**** Page excerpt
Monday, 8 April 2013 (18 minutes ago) by Clare Bolton
The biggest meeting of the Latin American Corporate Counsel Association to date took place in São Paulo last week, with nearly 70 general counsel from Goldman Sachs, Dell, Johnson & Johnson, HBO, Odebrecht, Raizen, Google, Proctor & Gamble, Cielo, Sony and many more.
Sergio Pompilio, Paulo Pinotti, Clare Bolton, Renata Garrido (Procter & Gamble)
The day kicked off with the deep debate on the role and voice of the general counsel, with the group discussing whether it was time for a return to the core of being a lawyer, and having less influence on the business.
“Every day, Brazil is being placed more and more on the global platform, in which we are really the focus and priority – and for me, the role of the in-house counsel with regards to risk management changes slightly,” said Sergio Pompilio, regional general counsel of Johnson & Johnson. “If you are part of a global company, within the network of global laws you must comply with, the closeness to the business has a certain limit. There are things which could be bad for the company in the short term, but good in the medium or long term. For me, this level of independence is fundamental.”
Paulo Pinotti of MasterCard agreed with him. “I have before now been very involved with the business, but I think these days am moving back towards being a lawyer. We have to ask, up to which point do our internal clients want us to influence the business?” He pointed out that companies in which lawyers have too great an influence can be too risk-averse, as that tends to be lawyers’ nature, which harms innovation and the creation of new business. “I see companies today coming back to see lawyers in the role they should be – as extremely important, but not unduly influencing the business.”
The day continued with a focus on a new tool introduced by the Brazilian Institute for Ethical Business, designed to help companies measure how ethical they are. Director Douglas Flinto discussed the fundamentals of ethics in business and the next steps companies can take to improve their approach to ethics.
********
**** Data section
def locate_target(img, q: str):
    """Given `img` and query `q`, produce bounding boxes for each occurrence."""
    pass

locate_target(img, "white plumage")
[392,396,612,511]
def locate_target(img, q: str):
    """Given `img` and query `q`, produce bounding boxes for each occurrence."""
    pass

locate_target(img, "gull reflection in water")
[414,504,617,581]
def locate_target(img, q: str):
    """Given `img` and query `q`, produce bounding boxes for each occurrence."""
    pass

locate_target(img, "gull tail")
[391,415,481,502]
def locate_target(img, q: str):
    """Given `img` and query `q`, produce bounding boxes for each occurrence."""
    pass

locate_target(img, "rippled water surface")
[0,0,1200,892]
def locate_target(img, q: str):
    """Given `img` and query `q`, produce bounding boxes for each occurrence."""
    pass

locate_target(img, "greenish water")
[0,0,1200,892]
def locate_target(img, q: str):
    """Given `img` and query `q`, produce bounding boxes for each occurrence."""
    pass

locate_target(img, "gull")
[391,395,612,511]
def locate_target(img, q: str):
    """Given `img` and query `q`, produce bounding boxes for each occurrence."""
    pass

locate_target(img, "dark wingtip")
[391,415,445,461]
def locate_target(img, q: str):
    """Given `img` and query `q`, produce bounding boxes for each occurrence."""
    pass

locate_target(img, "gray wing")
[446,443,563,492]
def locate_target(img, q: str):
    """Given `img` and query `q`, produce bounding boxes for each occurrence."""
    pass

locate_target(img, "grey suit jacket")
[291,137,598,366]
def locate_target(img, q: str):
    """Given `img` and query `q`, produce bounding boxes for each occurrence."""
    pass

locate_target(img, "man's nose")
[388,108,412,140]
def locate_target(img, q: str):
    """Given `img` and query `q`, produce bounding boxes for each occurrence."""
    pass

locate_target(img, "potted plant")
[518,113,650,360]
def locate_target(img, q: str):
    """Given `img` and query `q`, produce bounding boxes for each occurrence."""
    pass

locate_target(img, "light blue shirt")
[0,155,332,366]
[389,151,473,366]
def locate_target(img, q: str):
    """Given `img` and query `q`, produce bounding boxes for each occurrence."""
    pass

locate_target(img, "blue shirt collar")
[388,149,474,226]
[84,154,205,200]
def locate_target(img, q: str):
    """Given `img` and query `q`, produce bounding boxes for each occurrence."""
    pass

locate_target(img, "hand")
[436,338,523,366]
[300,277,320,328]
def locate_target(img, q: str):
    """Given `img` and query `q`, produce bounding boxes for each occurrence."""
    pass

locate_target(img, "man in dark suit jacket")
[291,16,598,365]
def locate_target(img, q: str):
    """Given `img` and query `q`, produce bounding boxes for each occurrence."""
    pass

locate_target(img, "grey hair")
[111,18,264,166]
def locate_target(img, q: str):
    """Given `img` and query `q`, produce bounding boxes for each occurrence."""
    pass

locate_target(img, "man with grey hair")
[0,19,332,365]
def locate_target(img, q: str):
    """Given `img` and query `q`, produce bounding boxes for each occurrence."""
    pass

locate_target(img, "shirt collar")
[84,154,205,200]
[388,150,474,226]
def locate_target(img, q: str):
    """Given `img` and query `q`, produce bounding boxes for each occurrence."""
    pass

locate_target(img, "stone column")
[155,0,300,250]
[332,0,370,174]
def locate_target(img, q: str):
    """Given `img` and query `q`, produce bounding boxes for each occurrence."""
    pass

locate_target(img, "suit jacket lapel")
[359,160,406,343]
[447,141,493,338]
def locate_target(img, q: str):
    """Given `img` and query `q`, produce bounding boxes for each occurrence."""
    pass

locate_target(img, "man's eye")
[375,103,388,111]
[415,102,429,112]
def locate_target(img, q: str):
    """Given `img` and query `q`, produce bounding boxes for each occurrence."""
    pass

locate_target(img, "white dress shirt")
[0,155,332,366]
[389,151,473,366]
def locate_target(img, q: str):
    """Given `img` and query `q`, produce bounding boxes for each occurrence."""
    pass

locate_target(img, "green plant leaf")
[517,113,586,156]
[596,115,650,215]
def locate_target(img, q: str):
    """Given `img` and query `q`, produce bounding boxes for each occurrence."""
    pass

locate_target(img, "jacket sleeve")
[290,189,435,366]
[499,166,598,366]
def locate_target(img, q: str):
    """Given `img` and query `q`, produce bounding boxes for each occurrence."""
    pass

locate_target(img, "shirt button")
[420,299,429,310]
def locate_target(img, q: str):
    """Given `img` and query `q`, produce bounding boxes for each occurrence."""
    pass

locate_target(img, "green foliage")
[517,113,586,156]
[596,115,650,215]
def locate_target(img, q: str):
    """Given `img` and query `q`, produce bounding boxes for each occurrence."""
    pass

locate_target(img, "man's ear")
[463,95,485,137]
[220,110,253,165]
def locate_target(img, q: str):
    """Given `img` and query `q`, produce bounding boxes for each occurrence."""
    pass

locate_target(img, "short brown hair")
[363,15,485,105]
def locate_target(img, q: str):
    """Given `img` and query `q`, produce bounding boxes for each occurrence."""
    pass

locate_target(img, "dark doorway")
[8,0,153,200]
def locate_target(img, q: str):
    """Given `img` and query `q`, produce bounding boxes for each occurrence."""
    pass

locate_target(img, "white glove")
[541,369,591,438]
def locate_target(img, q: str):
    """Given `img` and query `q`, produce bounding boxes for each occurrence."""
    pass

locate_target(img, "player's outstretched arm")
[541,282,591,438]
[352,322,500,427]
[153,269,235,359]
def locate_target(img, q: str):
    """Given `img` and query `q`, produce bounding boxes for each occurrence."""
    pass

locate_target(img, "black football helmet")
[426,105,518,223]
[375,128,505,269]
********
**** Data section
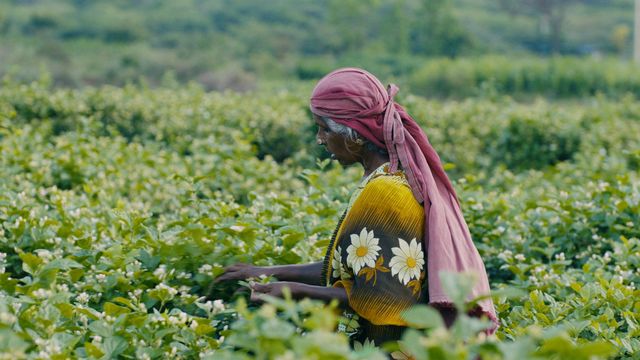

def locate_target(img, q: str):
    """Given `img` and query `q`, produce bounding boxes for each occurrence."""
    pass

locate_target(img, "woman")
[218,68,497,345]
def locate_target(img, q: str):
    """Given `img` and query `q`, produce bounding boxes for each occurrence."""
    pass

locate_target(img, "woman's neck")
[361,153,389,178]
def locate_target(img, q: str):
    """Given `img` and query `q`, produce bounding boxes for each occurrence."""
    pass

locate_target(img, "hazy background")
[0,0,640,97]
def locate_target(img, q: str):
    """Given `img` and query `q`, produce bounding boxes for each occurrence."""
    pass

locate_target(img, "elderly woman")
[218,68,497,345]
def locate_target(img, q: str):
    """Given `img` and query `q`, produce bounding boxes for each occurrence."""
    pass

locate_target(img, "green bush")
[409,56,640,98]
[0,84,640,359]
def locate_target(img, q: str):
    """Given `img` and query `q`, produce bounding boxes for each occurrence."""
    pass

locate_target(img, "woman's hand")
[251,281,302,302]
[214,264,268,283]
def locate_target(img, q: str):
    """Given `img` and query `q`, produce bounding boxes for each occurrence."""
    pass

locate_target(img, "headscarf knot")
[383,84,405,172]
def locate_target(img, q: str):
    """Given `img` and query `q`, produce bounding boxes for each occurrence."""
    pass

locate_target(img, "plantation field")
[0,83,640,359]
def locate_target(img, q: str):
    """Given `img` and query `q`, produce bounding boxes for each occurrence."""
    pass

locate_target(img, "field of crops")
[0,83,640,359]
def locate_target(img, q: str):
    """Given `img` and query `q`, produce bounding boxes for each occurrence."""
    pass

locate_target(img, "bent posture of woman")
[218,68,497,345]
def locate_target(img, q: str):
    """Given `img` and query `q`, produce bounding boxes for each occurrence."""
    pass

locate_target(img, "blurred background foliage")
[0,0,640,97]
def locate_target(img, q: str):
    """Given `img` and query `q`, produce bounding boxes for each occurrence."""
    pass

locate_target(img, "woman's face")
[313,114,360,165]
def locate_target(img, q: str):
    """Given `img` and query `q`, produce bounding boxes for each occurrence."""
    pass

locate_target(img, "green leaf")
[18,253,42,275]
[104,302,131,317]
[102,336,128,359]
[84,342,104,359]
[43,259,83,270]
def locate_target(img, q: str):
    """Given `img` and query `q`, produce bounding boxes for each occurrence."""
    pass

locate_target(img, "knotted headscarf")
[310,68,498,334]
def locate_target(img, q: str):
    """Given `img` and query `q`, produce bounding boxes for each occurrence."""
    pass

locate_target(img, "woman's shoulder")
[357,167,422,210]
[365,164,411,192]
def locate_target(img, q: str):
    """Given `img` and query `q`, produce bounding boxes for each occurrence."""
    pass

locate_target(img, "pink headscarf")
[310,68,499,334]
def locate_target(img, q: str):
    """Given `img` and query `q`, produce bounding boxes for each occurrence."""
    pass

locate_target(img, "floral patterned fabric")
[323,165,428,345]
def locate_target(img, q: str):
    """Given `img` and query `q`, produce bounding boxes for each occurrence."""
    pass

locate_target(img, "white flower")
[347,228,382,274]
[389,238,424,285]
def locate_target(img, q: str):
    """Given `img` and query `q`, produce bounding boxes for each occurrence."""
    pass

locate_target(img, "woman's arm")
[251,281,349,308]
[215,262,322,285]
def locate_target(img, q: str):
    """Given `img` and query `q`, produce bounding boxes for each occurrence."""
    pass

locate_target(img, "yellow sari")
********
Reproduce the passage of the corporate counsel meeting article from "The day continued" up to and including "approach to ethics.". The entries come from a separate source unrelated to the article.

- _Task solution_
The day continued with a focus on a new tool introduced by the Brazilian Institute for Ethical Business, designed to help companies measure how ethical they are. Director Douglas Flinto discussed the fundamentals of ethics in business and the next steps companies can take to improve their approach to ethics.